### Data entries
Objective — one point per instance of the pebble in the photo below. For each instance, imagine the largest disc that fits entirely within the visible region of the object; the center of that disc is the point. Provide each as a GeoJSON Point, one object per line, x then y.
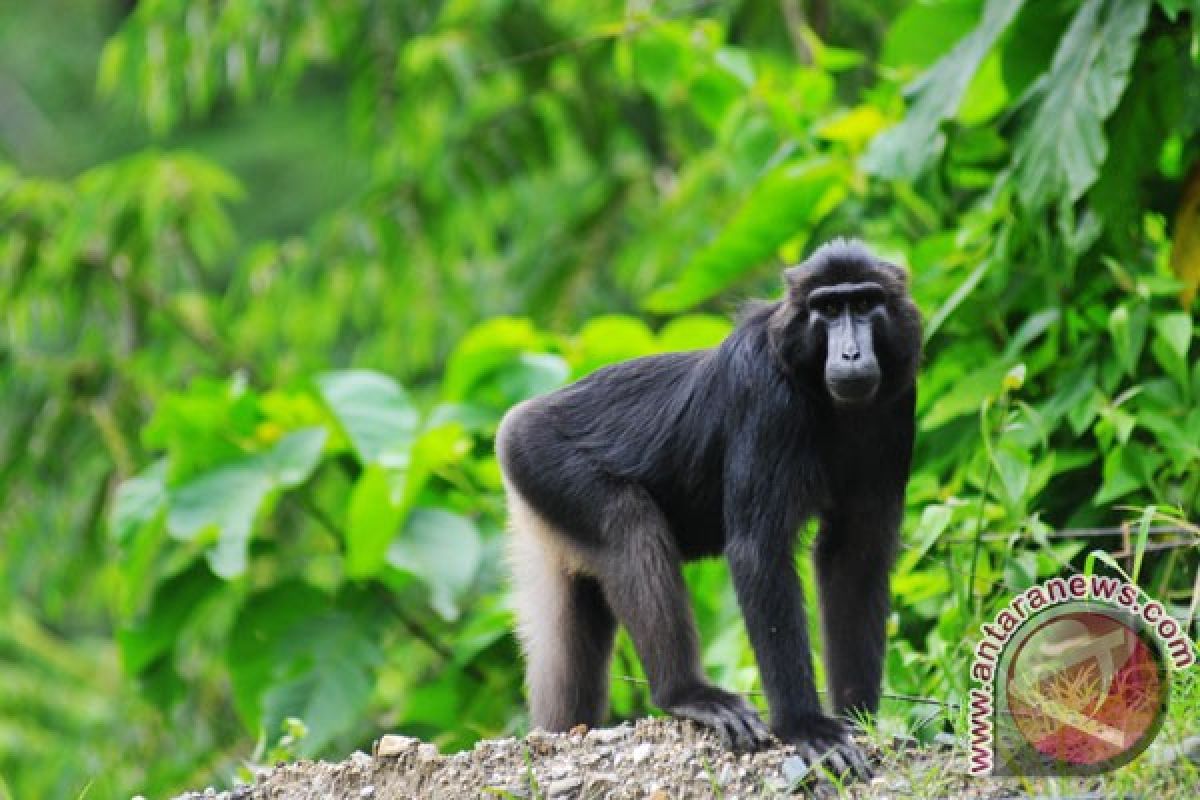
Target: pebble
{"type": "Point", "coordinates": [393, 745]}
{"type": "Point", "coordinates": [567, 786]}
{"type": "Point", "coordinates": [642, 752]}
{"type": "Point", "coordinates": [609, 735]}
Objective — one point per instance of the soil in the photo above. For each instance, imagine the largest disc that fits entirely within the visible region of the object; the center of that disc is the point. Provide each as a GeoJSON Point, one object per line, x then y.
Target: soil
{"type": "Point", "coordinates": [654, 759]}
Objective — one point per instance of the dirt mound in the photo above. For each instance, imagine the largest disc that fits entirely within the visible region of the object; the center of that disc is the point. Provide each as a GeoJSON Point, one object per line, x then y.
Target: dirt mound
{"type": "Point", "coordinates": [654, 758]}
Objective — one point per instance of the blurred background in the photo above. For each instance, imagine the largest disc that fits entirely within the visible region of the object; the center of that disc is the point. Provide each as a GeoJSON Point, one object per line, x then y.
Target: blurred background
{"type": "Point", "coordinates": [271, 271]}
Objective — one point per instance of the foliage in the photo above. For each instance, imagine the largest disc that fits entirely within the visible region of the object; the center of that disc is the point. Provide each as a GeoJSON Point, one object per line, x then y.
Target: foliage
{"type": "Point", "coordinates": [246, 463]}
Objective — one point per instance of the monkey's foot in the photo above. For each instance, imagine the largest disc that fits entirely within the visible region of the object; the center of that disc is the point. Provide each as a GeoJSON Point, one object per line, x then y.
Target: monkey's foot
{"type": "Point", "coordinates": [733, 720]}
{"type": "Point", "coordinates": [825, 741]}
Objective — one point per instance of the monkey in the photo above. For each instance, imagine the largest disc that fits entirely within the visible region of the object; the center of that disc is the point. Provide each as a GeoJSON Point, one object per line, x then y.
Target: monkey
{"type": "Point", "coordinates": [804, 410]}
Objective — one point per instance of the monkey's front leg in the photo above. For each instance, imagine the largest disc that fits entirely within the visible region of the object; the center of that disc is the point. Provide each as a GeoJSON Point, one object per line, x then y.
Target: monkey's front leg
{"type": "Point", "coordinates": [773, 606]}
{"type": "Point", "coordinates": [643, 583]}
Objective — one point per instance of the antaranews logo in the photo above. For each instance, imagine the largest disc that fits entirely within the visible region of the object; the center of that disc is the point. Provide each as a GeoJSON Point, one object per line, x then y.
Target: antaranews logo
{"type": "Point", "coordinates": [1072, 678]}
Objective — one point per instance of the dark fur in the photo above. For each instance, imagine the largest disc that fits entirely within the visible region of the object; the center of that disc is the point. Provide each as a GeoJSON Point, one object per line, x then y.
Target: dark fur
{"type": "Point", "coordinates": [727, 451]}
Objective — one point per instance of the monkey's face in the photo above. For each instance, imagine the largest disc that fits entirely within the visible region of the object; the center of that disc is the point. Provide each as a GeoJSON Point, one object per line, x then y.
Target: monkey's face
{"type": "Point", "coordinates": [847, 314]}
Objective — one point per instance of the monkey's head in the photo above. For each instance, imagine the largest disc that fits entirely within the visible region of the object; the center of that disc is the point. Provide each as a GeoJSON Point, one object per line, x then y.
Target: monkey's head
{"type": "Point", "coordinates": [849, 324]}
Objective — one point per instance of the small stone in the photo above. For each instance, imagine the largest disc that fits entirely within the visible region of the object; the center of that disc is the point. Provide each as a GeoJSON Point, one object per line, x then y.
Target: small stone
{"type": "Point", "coordinates": [564, 787]}
{"type": "Point", "coordinates": [391, 745]}
{"type": "Point", "coordinates": [796, 770]}
{"type": "Point", "coordinates": [642, 752]}
{"type": "Point", "coordinates": [610, 735]}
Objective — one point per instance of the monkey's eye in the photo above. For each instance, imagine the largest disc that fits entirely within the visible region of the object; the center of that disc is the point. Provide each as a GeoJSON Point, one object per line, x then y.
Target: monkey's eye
{"type": "Point", "coordinates": [827, 306]}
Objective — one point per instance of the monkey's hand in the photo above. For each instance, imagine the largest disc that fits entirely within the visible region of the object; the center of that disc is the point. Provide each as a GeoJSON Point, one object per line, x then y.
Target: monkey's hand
{"type": "Point", "coordinates": [825, 741]}
{"type": "Point", "coordinates": [733, 720]}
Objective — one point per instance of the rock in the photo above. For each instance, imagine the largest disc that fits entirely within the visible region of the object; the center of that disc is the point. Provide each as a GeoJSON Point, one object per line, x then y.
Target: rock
{"type": "Point", "coordinates": [642, 752]}
{"type": "Point", "coordinates": [609, 735]}
{"type": "Point", "coordinates": [796, 770]}
{"type": "Point", "coordinates": [564, 787]}
{"type": "Point", "coordinates": [393, 745]}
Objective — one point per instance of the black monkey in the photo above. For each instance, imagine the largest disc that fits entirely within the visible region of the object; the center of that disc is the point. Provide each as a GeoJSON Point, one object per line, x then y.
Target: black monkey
{"type": "Point", "coordinates": [805, 409]}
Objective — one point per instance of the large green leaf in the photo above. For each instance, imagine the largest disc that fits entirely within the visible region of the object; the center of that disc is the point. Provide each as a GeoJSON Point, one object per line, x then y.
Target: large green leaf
{"type": "Point", "coordinates": [1149, 112]}
{"type": "Point", "coordinates": [785, 204]}
{"type": "Point", "coordinates": [375, 515]}
{"type": "Point", "coordinates": [487, 348]}
{"type": "Point", "coordinates": [154, 635]}
{"type": "Point", "coordinates": [909, 148]}
{"type": "Point", "coordinates": [225, 501]}
{"type": "Point", "coordinates": [137, 501]}
{"type": "Point", "coordinates": [375, 411]}
{"type": "Point", "coordinates": [1062, 148]}
{"type": "Point", "coordinates": [329, 662]}
{"type": "Point", "coordinates": [924, 31]}
{"type": "Point", "coordinates": [294, 651]}
{"type": "Point", "coordinates": [444, 551]}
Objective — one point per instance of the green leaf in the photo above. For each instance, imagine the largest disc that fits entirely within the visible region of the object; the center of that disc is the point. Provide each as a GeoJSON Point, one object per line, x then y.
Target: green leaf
{"type": "Point", "coordinates": [1147, 114]}
{"type": "Point", "coordinates": [225, 501]}
{"type": "Point", "coordinates": [924, 31]}
{"type": "Point", "coordinates": [294, 457]}
{"type": "Point", "coordinates": [329, 683]}
{"type": "Point", "coordinates": [222, 503]}
{"type": "Point", "coordinates": [443, 549]}
{"type": "Point", "coordinates": [294, 651]}
{"type": "Point", "coordinates": [1061, 151]}
{"type": "Point", "coordinates": [607, 340]}
{"type": "Point", "coordinates": [1176, 331]}
{"type": "Point", "coordinates": [1013, 464]}
{"type": "Point", "coordinates": [155, 633]}
{"type": "Point", "coordinates": [484, 349]}
{"type": "Point", "coordinates": [1128, 332]}
{"type": "Point", "coordinates": [137, 501]}
{"type": "Point", "coordinates": [786, 203]}
{"type": "Point", "coordinates": [907, 149]}
{"type": "Point", "coordinates": [694, 332]}
{"type": "Point", "coordinates": [1171, 344]}
{"type": "Point", "coordinates": [372, 521]}
{"type": "Point", "coordinates": [375, 411]}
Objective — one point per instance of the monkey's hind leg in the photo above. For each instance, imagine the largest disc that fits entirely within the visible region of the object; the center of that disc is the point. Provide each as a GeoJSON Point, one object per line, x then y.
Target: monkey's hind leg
{"type": "Point", "coordinates": [564, 624]}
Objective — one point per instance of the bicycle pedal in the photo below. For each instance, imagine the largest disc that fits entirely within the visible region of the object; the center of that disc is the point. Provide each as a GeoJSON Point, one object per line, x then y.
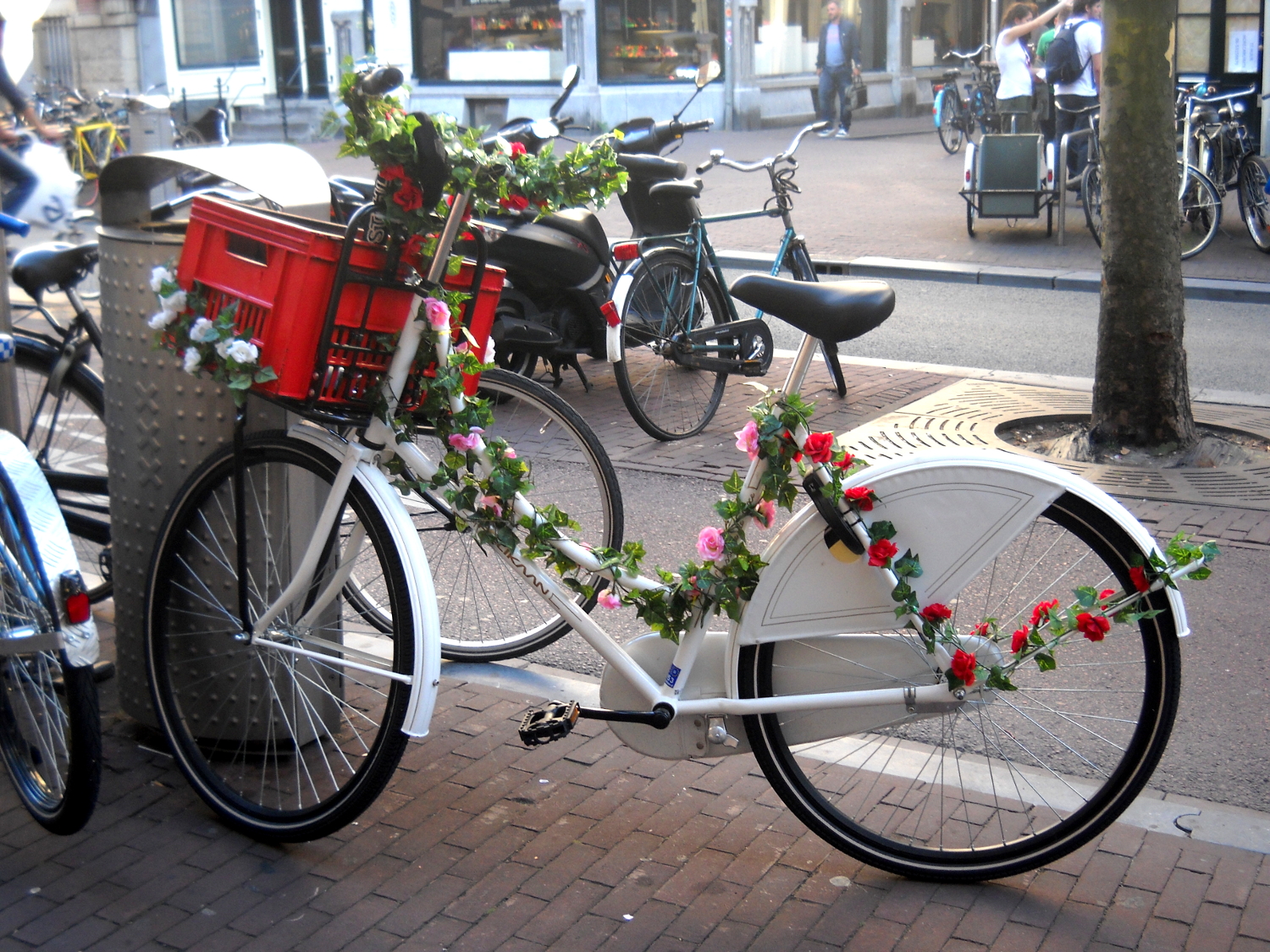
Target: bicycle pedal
{"type": "Point", "coordinates": [550, 723]}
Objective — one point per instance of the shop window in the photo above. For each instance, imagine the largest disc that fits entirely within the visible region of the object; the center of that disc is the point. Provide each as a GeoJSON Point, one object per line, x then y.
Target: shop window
{"type": "Point", "coordinates": [215, 33]}
{"type": "Point", "coordinates": [487, 42]}
{"type": "Point", "coordinates": [657, 40]}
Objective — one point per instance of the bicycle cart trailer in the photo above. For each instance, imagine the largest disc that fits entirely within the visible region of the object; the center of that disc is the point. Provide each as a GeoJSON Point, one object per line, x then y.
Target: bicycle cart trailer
{"type": "Point", "coordinates": [1010, 177]}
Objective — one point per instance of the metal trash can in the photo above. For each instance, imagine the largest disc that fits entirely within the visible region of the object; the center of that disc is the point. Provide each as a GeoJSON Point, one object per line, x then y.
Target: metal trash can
{"type": "Point", "coordinates": [162, 423]}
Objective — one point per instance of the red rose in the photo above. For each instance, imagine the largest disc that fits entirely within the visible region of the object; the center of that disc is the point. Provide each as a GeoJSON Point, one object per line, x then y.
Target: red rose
{"type": "Point", "coordinates": [1092, 626]}
{"type": "Point", "coordinates": [1043, 609]}
{"type": "Point", "coordinates": [935, 612]}
{"type": "Point", "coordinates": [820, 447]}
{"type": "Point", "coordinates": [881, 551]}
{"type": "Point", "coordinates": [408, 197]}
{"type": "Point", "coordinates": [1138, 575]}
{"type": "Point", "coordinates": [963, 667]}
{"type": "Point", "coordinates": [860, 495]}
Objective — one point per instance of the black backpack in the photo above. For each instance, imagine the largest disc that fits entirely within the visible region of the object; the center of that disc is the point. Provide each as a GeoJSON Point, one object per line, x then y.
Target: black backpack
{"type": "Point", "coordinates": [1063, 56]}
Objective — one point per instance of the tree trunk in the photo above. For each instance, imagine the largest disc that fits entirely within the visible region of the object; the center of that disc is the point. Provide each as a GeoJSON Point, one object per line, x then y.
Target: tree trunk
{"type": "Point", "coordinates": [1140, 393]}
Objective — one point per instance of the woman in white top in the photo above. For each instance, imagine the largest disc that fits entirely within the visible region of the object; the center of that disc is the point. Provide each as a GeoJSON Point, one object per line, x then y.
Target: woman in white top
{"type": "Point", "coordinates": [1013, 60]}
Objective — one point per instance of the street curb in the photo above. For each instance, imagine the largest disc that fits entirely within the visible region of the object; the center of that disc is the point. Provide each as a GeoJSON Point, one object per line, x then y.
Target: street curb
{"type": "Point", "coordinates": [1254, 292]}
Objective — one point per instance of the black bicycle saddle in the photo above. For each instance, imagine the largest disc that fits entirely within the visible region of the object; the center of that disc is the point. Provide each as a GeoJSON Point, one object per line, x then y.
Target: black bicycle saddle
{"type": "Point", "coordinates": [835, 311]}
{"type": "Point", "coordinates": [53, 264]}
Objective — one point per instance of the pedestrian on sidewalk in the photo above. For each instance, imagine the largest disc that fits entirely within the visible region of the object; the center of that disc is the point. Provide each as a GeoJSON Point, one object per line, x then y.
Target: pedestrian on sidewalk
{"type": "Point", "coordinates": [837, 65]}
{"type": "Point", "coordinates": [1086, 23]}
{"type": "Point", "coordinates": [1013, 60]}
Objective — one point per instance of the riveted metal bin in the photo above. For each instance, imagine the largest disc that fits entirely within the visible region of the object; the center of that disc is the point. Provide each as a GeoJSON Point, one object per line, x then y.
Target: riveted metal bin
{"type": "Point", "coordinates": [162, 423]}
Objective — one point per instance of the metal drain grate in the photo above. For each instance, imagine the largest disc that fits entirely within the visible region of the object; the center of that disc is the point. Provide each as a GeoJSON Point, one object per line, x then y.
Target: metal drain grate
{"type": "Point", "coordinates": [967, 414]}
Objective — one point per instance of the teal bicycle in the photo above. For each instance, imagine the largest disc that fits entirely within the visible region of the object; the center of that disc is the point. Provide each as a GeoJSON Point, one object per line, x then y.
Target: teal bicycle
{"type": "Point", "coordinates": [680, 335]}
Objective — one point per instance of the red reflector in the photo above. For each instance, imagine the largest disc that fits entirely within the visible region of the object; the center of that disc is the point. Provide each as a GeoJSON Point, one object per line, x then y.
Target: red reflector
{"type": "Point", "coordinates": [78, 608]}
{"type": "Point", "coordinates": [610, 310]}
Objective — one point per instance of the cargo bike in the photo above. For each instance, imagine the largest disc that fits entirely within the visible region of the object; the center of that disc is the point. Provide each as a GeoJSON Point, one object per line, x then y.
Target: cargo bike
{"type": "Point", "coordinates": [294, 640]}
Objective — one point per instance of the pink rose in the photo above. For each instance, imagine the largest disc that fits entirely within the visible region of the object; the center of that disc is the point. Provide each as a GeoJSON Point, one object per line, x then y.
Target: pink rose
{"type": "Point", "coordinates": [766, 517]}
{"type": "Point", "coordinates": [437, 312]}
{"type": "Point", "coordinates": [710, 543]}
{"type": "Point", "coordinates": [747, 439]}
{"type": "Point", "coordinates": [467, 443]}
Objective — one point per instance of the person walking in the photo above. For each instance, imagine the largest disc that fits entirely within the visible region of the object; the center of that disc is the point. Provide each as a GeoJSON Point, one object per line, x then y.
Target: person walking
{"type": "Point", "coordinates": [22, 180]}
{"type": "Point", "coordinates": [837, 65]}
{"type": "Point", "coordinates": [1086, 25]}
{"type": "Point", "coordinates": [1013, 60]}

### What to work on
Find "Objective — one point per instance of the person" in the data above, then repeat that line and all lines after it exactly, ending with the final line.

### Reply
Objective — one point per instance of the person walking in the photo above. For each instance, imagine the largest disc that fits entirely within the visible region of the object; the center of that disc is the point. Provide each as a GeoJSON Point, one object per line, x then y.
Target: person walking
{"type": "Point", "coordinates": [22, 180]}
{"type": "Point", "coordinates": [837, 65]}
{"type": "Point", "coordinates": [1086, 25]}
{"type": "Point", "coordinates": [1013, 60]}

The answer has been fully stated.